──────── TEKSTFRAGMENT ────────
In Vestzaktheater Het Zwijnshoofd in Bergen op Zoom is het tijdens het Pinksterweekend lachen geblazen. Het Gezellentoneel voert van vrijdag t/m maandag de klucht ‘De Sluwe Smokkelaar’ op. Ik mocht woensdagavond al een kijkje nemen tijdens de generale.
Hans Puik 16-05-24 (Foto’s Dick Vermaas)
Net als toeschouwers komend weekend moet ik eerst langs ‘de douane’ - met een persoonlijk verkregen paspoort - om überhaupt toegang tot de zaal te verkrijgen. Na een strikte controle door de beambten opent de slagboom en stap ik een soort levend ‘Suske en Wiske’ binnen en waan ik me in een stripverhaal. Het imposante decor draagt perfect bij aan dat gevoel, net als de geweldige outfits van alles spelers.
Toneelkluchten waren jarenlang in Nederland immens populair. Mensen bleven thuis om acteurs als John Lanting of Piet Bambergen aan het werk te zien. Later blies Jon van Eerd - met succes – het genre nieuw leven in. Bij amateurgezelschappen is een klucht of komedie nog steeds het meest gekozen genre. Niet voor niets, want mensen hebben behoefte aan een avond of middag verstand op nul en onbekommerd lachen.
Het Gezellentoneel is zo’n club die de lachspieren van toeschouwers moeiteloos weet te trainen. De vereniging bestaat al bijna 100 jaar (opgericht in 1926), al was de aanvankelijke doelstelling anders dan de tegenwoordige. ‘Een op het werk van de Duitse priester Adolf Kolping geïnspireerde vereniging met als doelstelling om jongemannen boven de 17 jaar een godsdienstzedelijke, sociale en culturele opvoeding te geven’ staat er op de site te lezen. De liefde voor toneel, de onderlinge vriendschap en het streven naar een hoog niveau zijn bewaard gebleven kwaliteiten.
──────── OPGESLAGEN GEGEVENS ────────
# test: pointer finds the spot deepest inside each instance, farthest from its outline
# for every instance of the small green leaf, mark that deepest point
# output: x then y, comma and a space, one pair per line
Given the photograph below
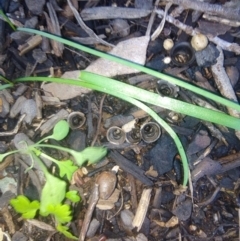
22, 205
73, 196
61, 212
64, 230
53, 193
66, 168
60, 130
90, 154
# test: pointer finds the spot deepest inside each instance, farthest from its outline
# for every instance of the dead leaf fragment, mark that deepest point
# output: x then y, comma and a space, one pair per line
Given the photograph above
172, 222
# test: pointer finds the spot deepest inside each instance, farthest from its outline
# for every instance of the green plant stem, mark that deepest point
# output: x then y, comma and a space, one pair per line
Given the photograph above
2, 87
2, 156
105, 84
141, 68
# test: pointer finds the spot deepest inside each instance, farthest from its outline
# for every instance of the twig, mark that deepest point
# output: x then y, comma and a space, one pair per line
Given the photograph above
99, 120
233, 47
85, 27
113, 13
130, 167
53, 26
15, 130
161, 25
88, 215
152, 18
221, 20
224, 85
142, 209
214, 9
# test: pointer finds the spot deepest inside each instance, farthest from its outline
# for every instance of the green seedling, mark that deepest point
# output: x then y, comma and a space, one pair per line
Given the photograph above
131, 94
54, 191
27, 208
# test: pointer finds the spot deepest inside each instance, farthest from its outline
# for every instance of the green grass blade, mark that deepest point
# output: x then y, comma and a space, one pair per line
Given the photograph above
146, 96
157, 119
7, 20
171, 79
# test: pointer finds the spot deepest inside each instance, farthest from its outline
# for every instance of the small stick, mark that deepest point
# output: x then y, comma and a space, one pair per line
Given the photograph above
15, 130
88, 215
85, 27
152, 18
99, 120
214, 9
161, 25
233, 47
142, 208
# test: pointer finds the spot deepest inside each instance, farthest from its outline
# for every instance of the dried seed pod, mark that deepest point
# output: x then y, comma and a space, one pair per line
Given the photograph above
120, 27
133, 136
182, 54
199, 42
107, 181
150, 132
116, 135
168, 44
167, 89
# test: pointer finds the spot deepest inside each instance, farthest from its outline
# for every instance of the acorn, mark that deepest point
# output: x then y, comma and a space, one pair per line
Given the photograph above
107, 181
168, 44
199, 42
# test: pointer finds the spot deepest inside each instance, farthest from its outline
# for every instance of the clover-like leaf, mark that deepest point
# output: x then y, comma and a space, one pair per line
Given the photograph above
60, 130
73, 196
61, 212
23, 205
90, 154
64, 230
66, 168
53, 193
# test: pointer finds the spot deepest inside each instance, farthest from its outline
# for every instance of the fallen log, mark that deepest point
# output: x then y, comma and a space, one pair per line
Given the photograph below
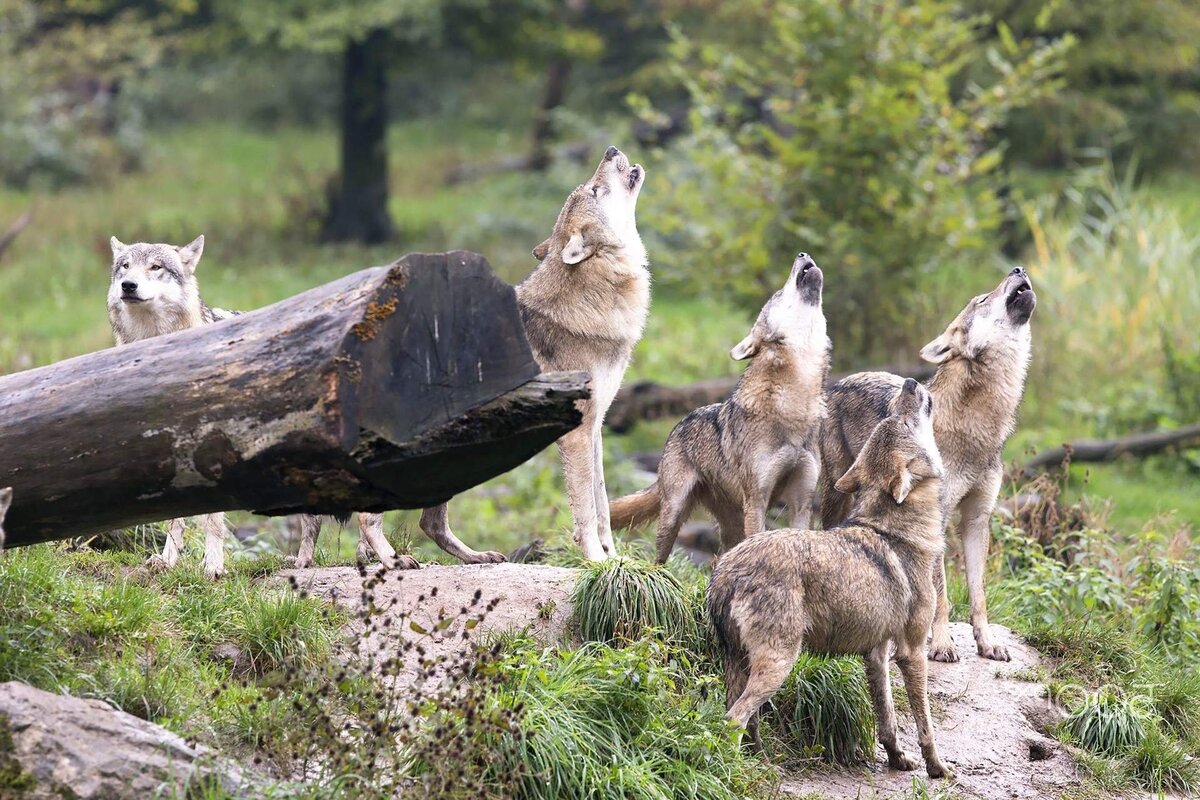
1105, 450
393, 388
643, 401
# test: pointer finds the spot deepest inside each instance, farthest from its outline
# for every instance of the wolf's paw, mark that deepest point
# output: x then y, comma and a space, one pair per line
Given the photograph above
903, 761
994, 651
487, 557
943, 651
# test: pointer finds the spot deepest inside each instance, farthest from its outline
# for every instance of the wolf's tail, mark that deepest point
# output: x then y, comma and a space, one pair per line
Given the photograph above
636, 509
729, 638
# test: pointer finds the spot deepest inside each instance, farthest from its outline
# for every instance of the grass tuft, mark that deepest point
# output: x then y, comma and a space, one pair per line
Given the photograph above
826, 709
619, 599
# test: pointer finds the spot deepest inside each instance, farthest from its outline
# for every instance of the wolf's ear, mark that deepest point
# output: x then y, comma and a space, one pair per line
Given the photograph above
939, 350
190, 254
577, 250
745, 348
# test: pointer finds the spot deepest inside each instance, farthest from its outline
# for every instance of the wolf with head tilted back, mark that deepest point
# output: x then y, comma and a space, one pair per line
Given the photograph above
585, 307
761, 445
863, 588
153, 290
982, 362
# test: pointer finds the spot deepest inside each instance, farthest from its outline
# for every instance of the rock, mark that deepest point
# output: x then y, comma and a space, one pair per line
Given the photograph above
987, 720
61, 746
────────
* DOEL A *
Herschrijf het deel van het tekstfragment over het Gezellentoneel tussen "In Vestzaktheater Het" en "tijdens de generale.", beide inbegrepen, en zet daarin "Paasweekend" in de plaats van "Pinksterweekend".
* DOEL B *
Beantwoord de volgende vragen op basis van het tekstfragment over het Gezellentoneel.
(i) Welke klucht voert het Gezellentoneel op?
(ii) In welk jaar is de vereniging opgericht?
(iii) Welk genre kiezen amateurgezelschappen nog steeds het vaakst?
* DOEL C *
Schrijf een vervolg op het tekstfragment over het Gezellentoneel dat direct aansluit op de laatste zin.
Het materiaal speelt hierbij geen enkele rol.

* ANTWOORD A *
In Vestzaktheater Het Zwijnshoofd in Bergen op Zoom is het tijdens het Paasweekend lachen geblazen. Het Gezellentoneel voert van vrijdag t/m maandag de klucht ‘De Sluwe Smokkelaar’ op. Ik mocht woensdagavond al een kijkje nemen tijdens de generale.

* ANTWOORD B *
(i) ‘De Sluwe Smokkelaar’
(ii) 1926
(iii) Een klucht of komedie

* ANTWOORD C *
Dit weekend staat ‘De Sluwe Smokkelaar’ op het programma, onder regie van Pieter-Bas de Jonge. Het stuk is een herschreven versie van het Vlaamse toneelstuk ‘Maak dat je tante wijs’. Het verhaal speelt zich af in de bossen op de Brabantse wal in het idyllisch pension ‘Zeldenrust’. Moeder Thea (Jozé Luijks) en dochter Elske (Laura van Tilburg) zijn de gastvrouwen en één voor één komen mensen inchecken. Dat begint met tweelingzusjes Marie en Anne (Anne Marie van Aken en Jacqueline Franken) die in koor ‘1,2,3 oehoe’ roepen bij binnenkomst. Er loopt een opa rond (Richard de Koning) die vindt dat hij als hond wordt behandeld. Patjepeeër Paul (Emiel Wilbrink), handelaar in onroerend goed is ongetwijfeld de vreemdste van het stel. Zijn opvallende snor, grote sigaar en paarse outfit vormen slechts een vleugje van zijn flamboyante voorkomen. Paul krijgt een kamer met uitzicht op het kerkhof. Ach, zolang hij maar boslucht op kan snuiven, is hij tevreden. Hij blijkt een andere gast, de elegante Vlaamse dame Henriëtte (Terry Hopman) beter te kennen dan gedacht. En dan zijn er nog bouwvakkers Willem (Ronald Blom) en Edgar (Dylan Benne). Rotterdamse metselaar Willem stottert bij elk woord dat met een v begint. Dat schijnt iets met zijn Spaanse verleden te maken te hebben. Samen met de Duitse timmerman Edgar zorgt hij voor veel joligheid in het stuk. Dat geldt ook voor de twee zusjes, die vanaf het begin voor een lach zorgen bij het publiek.
Tot slot zijn er – naast de douanebeambten – nog vogelspotter Harry (Ward Warmoeskerken) en tuinman Hendrick-Jan (Wally Sep). Harry doet qua flamboyante acties niet onder voor Paul. Onder de klanken van het Franse nummer ‘Je ’t aime’ raken Harry en Elske in vervoering als het over de bronstijd en de paringsdans gaat. Gekkigheid die prima past in een klucht.
Of Harry werkelijk een vogelspotter is, dat ontdek je als toeschouwer pas later in het stuk en dat geldt eigenlijk voor alle rollen. Want is iedereen wel wie hij of zij zegt dat-ie is? Of vinden er allerlei dubieuze smokkelacties plaats in het pension en door wie dan? Dat zijn vragen waarop alleen de bezoekers de antwoorden zullen krijgen.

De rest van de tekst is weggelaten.